# TASKS FOR THIS EXERCISE:
- A) How would you render this sentence from the passage on health coverage under the ACA in Spanish: "In 2012, the U.S. Supreme Court ruled that the ACA was constitutional."?
- B) Answer these questions from the passage on health coverage under the ACA:
(i) On what date did the U.S. Congress pass the ACA?
(ii) How much in cuts were Oklahoma hospitals expected to experience from 2013-2023?
(iii) How many Republican state attorneys general brought the 2018 challenge to the ACA?
- C) Can you write the next paragraph of the passage on health coverage under the ACA, picking up after its final sentence?

# EXTRACT PROVIDED:
□ □ □

Health Coverage Under the ACA
The U.S. Congress passed the Patient Protection and Affordable Care Act (ACA) on March 23, 2010. The purpose of the ACA was to expand access to insurance, increase consumer protections, emphasize prevention and wellness, improve quality and system performance, expand the health workforce, and curb rising health care costs.
In passage of the ACA, the hospital industry, including the American Hospital Association, agreed to ten years and $155 billion in cuts from the Medicare program to be offset by increased insurance coverage that would result in 94% of the nation’s population having coverage. As a result, Oklahoma hospitals were expected to experience $2.4 billion in cuts from 2013-2023. These reductions occur through Medicare payment rate cuts, quality-based payment changes, and reductions in the disproportionate share hospital (DSH) payments made in the Medicare and Medicaid programs. Until Medicaid expansion was enacted in Oklahoma, hospitals experienced these cuts without revenue effects.
Since the ACA’s inception, numerous court cases have been heard challenging the validity of the ACA, either in its entirety or portions of it. In 2012, the U.S. Supreme Court ruled that the ACA was constitutional. The only change in the ACA, as a result of the ruling, was the Court’s decision that states cannot be required to expand Medicaid coverage beyond existing current Medicaid programs. On June 17, 2021, the U.S. Supreme Court threw out a 2018 challenge to the ACA by 18 Republican state attorneys general and the Trump administration, who sought to declare the ACA unconstitutional. The Court held that because there was no harm or injury traceable to the health insurance mandate, the ACA was constitutional.

□ □ □

# Extracted data entries:
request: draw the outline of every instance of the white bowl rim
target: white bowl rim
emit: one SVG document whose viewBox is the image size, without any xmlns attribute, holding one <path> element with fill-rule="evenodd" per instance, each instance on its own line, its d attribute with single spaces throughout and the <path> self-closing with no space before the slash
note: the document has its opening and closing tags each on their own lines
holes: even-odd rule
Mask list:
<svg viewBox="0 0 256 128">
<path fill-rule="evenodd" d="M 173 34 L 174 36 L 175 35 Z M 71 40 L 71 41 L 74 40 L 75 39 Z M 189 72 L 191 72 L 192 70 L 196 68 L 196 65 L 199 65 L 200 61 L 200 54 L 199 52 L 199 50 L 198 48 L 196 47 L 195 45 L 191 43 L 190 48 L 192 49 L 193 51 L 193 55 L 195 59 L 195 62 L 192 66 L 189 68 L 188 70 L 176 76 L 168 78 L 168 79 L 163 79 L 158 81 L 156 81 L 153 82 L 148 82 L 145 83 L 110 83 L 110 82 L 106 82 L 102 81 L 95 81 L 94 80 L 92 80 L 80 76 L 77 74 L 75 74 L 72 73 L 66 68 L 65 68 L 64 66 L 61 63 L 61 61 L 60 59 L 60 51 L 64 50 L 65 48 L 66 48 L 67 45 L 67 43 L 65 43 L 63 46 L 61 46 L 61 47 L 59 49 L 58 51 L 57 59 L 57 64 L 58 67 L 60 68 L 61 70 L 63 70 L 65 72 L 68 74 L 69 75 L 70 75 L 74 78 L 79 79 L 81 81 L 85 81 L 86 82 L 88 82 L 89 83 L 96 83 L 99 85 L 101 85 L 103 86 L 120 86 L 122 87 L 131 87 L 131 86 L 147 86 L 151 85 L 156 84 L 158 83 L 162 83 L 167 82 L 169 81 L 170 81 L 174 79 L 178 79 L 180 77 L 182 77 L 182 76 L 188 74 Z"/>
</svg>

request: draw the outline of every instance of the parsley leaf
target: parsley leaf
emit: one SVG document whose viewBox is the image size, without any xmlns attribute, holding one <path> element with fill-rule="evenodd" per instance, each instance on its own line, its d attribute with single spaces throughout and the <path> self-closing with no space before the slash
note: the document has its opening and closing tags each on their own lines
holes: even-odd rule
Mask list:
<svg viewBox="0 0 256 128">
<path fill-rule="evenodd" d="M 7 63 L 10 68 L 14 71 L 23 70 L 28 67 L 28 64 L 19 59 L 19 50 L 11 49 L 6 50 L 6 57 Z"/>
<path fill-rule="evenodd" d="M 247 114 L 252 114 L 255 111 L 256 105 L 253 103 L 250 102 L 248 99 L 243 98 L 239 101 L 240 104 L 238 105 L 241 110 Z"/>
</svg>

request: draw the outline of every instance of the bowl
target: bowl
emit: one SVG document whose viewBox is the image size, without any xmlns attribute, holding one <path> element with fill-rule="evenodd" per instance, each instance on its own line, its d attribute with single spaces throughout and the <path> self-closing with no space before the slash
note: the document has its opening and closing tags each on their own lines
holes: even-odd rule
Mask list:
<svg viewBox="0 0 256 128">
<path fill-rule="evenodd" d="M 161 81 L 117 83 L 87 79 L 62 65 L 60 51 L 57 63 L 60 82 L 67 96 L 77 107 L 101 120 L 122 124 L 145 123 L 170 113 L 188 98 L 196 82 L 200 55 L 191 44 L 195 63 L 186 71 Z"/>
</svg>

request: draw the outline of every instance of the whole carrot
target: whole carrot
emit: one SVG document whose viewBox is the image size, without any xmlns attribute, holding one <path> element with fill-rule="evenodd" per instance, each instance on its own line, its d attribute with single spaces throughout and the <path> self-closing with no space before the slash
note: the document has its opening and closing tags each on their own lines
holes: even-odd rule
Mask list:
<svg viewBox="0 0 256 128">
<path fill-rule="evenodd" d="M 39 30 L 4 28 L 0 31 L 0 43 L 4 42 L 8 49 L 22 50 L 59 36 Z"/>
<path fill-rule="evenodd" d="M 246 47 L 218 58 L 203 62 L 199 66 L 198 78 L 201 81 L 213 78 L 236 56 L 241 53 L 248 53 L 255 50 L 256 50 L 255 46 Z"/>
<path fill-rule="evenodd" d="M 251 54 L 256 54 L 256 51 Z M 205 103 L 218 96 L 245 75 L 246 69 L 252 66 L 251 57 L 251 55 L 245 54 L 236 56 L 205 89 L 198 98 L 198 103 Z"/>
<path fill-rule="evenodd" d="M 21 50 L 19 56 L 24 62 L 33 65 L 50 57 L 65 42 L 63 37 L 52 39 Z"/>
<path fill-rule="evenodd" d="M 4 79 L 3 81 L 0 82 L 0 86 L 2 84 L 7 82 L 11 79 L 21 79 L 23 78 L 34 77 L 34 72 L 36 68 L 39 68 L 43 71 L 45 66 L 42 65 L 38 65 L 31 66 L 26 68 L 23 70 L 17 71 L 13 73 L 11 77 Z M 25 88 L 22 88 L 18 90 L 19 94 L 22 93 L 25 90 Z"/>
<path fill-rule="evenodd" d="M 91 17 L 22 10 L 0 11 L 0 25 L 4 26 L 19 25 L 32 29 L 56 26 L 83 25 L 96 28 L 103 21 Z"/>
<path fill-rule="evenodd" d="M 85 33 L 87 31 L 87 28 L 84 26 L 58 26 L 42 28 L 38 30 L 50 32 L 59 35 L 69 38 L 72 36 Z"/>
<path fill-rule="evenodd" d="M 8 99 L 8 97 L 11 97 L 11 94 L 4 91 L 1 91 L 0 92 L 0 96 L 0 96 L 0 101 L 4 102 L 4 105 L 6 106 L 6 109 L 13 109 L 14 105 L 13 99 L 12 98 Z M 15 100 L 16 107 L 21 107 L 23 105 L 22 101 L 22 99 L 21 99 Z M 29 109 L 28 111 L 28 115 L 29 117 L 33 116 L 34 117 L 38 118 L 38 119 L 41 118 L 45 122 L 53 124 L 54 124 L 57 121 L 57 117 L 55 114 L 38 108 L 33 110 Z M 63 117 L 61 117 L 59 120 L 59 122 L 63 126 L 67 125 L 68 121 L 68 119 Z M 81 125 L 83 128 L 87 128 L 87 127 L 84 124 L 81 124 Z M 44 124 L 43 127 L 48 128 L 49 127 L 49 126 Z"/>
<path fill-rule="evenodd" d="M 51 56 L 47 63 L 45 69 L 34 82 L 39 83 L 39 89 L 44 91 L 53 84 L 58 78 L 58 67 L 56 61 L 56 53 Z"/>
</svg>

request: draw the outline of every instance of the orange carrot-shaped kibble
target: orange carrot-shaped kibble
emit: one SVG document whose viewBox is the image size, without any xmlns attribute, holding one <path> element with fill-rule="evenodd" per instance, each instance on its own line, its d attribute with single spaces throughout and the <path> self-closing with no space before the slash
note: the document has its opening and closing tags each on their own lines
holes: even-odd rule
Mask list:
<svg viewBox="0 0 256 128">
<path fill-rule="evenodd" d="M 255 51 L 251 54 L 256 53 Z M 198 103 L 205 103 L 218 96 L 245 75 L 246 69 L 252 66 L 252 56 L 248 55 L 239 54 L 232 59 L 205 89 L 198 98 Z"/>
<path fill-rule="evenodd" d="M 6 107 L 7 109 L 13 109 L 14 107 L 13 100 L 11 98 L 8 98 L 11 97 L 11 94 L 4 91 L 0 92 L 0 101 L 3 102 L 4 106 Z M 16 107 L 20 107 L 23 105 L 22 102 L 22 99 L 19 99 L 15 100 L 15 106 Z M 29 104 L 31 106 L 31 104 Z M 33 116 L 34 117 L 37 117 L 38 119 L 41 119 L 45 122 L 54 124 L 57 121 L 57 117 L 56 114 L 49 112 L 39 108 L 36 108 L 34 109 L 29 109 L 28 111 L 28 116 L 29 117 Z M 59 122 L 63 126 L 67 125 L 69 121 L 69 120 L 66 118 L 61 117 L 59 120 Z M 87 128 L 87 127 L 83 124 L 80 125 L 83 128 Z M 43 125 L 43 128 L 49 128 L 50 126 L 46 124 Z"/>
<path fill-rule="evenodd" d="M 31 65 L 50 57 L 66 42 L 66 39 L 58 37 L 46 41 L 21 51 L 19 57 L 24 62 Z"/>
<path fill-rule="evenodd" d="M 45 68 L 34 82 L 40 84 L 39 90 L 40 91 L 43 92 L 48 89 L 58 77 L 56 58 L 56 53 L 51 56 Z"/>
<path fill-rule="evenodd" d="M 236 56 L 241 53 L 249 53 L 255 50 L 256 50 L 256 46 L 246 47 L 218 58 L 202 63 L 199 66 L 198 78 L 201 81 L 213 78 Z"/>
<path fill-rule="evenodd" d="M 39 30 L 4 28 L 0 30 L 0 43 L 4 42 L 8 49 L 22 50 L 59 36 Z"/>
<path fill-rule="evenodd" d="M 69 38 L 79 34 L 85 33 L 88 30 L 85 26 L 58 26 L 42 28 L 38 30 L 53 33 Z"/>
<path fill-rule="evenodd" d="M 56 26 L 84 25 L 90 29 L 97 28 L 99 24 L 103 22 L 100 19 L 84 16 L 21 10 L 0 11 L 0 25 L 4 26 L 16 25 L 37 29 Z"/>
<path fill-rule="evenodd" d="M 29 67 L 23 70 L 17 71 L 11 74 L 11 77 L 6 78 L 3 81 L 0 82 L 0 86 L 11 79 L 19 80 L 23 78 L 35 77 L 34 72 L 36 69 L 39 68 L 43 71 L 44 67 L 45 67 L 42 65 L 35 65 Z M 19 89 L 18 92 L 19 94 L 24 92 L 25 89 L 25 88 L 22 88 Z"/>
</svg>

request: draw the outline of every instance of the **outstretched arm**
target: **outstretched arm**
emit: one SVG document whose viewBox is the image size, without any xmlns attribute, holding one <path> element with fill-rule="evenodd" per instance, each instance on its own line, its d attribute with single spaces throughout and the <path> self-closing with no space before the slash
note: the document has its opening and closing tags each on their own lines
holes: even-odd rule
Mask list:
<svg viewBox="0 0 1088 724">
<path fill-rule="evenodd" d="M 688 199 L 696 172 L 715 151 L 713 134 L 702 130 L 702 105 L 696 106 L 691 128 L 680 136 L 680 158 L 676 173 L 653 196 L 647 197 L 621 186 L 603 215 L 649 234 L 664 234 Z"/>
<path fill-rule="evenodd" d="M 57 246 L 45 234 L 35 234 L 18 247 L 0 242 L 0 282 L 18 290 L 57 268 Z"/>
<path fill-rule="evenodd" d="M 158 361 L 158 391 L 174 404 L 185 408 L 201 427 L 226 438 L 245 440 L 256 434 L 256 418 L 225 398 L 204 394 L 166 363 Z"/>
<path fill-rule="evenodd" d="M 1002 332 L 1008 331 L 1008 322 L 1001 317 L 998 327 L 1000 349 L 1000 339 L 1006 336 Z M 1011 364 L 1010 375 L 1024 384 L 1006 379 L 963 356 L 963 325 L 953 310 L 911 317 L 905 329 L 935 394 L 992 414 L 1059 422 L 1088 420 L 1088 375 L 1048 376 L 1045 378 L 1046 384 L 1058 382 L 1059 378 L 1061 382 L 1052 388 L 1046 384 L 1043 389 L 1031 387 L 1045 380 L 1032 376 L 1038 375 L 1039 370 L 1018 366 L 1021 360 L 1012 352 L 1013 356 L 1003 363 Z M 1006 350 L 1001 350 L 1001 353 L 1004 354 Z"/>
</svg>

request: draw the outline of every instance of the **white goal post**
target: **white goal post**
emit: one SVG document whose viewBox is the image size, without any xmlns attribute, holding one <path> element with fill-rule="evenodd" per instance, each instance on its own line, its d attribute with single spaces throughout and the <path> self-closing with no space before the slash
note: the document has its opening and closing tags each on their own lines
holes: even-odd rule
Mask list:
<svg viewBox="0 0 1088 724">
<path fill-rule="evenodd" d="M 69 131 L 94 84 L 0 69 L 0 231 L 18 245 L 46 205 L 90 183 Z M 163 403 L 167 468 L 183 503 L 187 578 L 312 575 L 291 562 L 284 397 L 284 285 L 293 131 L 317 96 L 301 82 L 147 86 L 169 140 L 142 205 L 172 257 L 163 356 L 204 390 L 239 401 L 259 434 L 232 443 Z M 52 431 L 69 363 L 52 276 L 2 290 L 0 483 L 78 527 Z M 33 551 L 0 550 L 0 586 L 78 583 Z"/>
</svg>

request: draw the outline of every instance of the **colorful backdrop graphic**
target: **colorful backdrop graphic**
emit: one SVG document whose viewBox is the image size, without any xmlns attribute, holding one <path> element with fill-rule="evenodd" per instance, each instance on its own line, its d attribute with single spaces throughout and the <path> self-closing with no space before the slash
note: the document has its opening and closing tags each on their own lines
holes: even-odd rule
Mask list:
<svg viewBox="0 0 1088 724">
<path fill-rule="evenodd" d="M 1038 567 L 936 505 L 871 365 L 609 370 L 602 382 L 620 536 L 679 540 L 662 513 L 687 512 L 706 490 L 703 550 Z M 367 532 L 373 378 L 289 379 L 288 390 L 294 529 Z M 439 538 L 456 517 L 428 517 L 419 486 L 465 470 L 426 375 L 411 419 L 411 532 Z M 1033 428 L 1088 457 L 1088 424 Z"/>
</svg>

□ □ □

# PER-TASK OUTPUTS:
- A) En 2012, la Corte Suprema de los Estados Unidos dictaminó que la ACA era constitucional.

- B)
(i) March 23, 2010
(ii) $2.4 billion
(iii) 18

- C)
The Affordable Care Act requires hospitals to make public the hospital’s standard charges for items and services provided by the hospital, including for diagnosis-related groups. For this reason, the Centers for Medicare & Medicaid Services, as of Jan. 1, 2019, requires all hospitals to post a listing of all detailed charges on the internet.
According to the Kaiser Family Foundation, as of Sept. 2021, 20 million people in the U.S. were enrolled in the ACA Medicaid expansion group and about 17 million of them were newly eligible under the ACA.
As of Jan. 11, 2023, more than 15.9 million Americans had selected ACA health insurance plans on the Health Care Marketplace.